Reproduce every line of the data below word for word, in the same order.

*****

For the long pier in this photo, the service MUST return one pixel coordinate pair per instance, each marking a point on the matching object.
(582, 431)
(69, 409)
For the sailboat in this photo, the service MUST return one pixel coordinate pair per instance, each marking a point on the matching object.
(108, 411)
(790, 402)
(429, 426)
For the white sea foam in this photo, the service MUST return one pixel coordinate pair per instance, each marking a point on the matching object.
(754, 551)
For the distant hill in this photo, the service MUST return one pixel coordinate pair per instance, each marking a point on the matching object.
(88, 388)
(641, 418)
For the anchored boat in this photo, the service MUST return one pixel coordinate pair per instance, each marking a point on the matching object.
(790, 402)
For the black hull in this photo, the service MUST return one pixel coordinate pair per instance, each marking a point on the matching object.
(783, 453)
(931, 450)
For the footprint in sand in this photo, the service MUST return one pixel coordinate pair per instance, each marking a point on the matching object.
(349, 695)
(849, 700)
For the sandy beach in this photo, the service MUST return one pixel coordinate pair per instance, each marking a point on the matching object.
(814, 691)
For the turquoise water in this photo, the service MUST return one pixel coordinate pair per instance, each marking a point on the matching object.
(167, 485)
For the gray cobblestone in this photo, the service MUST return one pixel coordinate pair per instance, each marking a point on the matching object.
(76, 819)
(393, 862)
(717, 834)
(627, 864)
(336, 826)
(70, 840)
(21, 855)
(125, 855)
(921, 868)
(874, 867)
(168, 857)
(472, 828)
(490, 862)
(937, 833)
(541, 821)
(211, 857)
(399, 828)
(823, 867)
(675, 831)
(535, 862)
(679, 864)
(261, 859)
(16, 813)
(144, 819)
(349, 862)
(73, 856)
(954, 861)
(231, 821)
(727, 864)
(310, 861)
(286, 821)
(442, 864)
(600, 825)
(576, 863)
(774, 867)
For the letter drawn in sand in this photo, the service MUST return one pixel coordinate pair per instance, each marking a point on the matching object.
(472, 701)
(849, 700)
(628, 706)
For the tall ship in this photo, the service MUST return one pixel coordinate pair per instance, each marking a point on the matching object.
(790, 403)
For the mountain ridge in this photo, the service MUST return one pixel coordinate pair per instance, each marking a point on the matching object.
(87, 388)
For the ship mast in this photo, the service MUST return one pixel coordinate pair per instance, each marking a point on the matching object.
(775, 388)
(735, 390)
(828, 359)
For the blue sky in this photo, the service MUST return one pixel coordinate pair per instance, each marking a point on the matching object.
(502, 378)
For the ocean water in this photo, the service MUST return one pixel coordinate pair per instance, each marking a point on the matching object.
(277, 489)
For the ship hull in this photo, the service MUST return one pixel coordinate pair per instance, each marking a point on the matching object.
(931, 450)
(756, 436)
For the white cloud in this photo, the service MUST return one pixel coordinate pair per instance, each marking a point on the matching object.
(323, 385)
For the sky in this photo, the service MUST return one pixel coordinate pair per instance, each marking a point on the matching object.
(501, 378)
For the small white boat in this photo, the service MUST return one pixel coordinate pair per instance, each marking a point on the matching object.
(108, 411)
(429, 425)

*****

▸ Solution
For the long pier in this photo, the service MUST return one pixel coordinate pair per instance, each marking a point on the matching object.
(582, 431)
(69, 409)
For the sailboat in this photo, the service MUST return one pixel coordinate pair per instance, each marking a point on the matching object.
(108, 411)
(790, 402)
(429, 426)
For the white sea foam in this photo, the service MUST return one pixel coordinate pair per instance, each marking a point on the matching object.
(754, 551)
For the distant hill in this photo, the service MUST return one pixel coordinate pair per instance, each marking a point on the matching object.
(88, 388)
(641, 418)
For the anchored boat in this photo, the service MUST return one pixel coordinate pair per instance, each marking a point on the matching object.
(790, 402)
For the black hull in this photo, the service MUST return one pixel coordinate pair per instance, each marking a point on the matching object.
(783, 453)
(931, 450)
For the footprint in sand in this photo, the service MUST return one pixel coordinate pair per instance, each marking a point on the matching object.
(349, 695)
(849, 700)
For the sandy beach in this photo, the service MUST return one pixel coordinate pair per instance, each marking a point on the matching object.
(814, 691)
For the turquoise water in this photo, the service MUST return one pixel coordinate pair per instance, each marking a point on the matching object.
(167, 485)
For the gray cobblestone in this photo, the service MUST return one pixel coordinate pair per instance, each marking a point on the matching object.
(76, 819)
(393, 862)
(717, 834)
(627, 864)
(336, 826)
(70, 840)
(21, 855)
(125, 855)
(921, 868)
(874, 867)
(168, 857)
(472, 828)
(490, 862)
(937, 833)
(541, 821)
(211, 857)
(399, 828)
(823, 867)
(675, 831)
(535, 862)
(679, 864)
(261, 859)
(16, 813)
(144, 819)
(349, 862)
(73, 856)
(954, 861)
(231, 821)
(727, 864)
(310, 861)
(286, 821)
(442, 864)
(600, 825)
(576, 863)
(774, 867)
For the letter drawn in sand in this photo, the service MUST return one pixel coordinate pair per instance, each marking a point on the matching object.
(472, 701)
(849, 700)
(628, 706)
For the tall ship in this photo, the service MUST return one pixel coordinate pair per instance, each marking a point on the matching object.
(790, 403)
For the mountain ridge in this photo, the service MUST return one pixel coordinate pair per instance, each marking a point on the matching object.
(87, 388)
For the ship mast in this photo, the service MUST return one pixel coordinate pair per instance, each marking a point on the matching object.
(775, 388)
(735, 390)
(828, 359)
For the blue sky in this photo, the service MUST return one pixel coordinate pair per instance, each marking a point on the matching object.
(502, 378)
For the ocean water in this photo, the service MUST return one pixel coordinate pair per instance, each marking a point on the matching object.
(277, 489)
For the ship hull in this photo, the service MUST return one pixel coordinate pair per instance, each marking a point on the matching object.
(931, 450)
(756, 436)
For the white cloud in this photo, the service MUST return one pixel coordinate pair per instance, each marking a point on the matching object.
(323, 385)
For the sky in this photo, the service MUST return one pixel coordinate pair per instance, each marking a point on the matching object.
(501, 378)
For the small white boat in this photo, the service MUST return one pixel coordinate pair per instance, each marking a point on the matching object.
(108, 411)
(429, 425)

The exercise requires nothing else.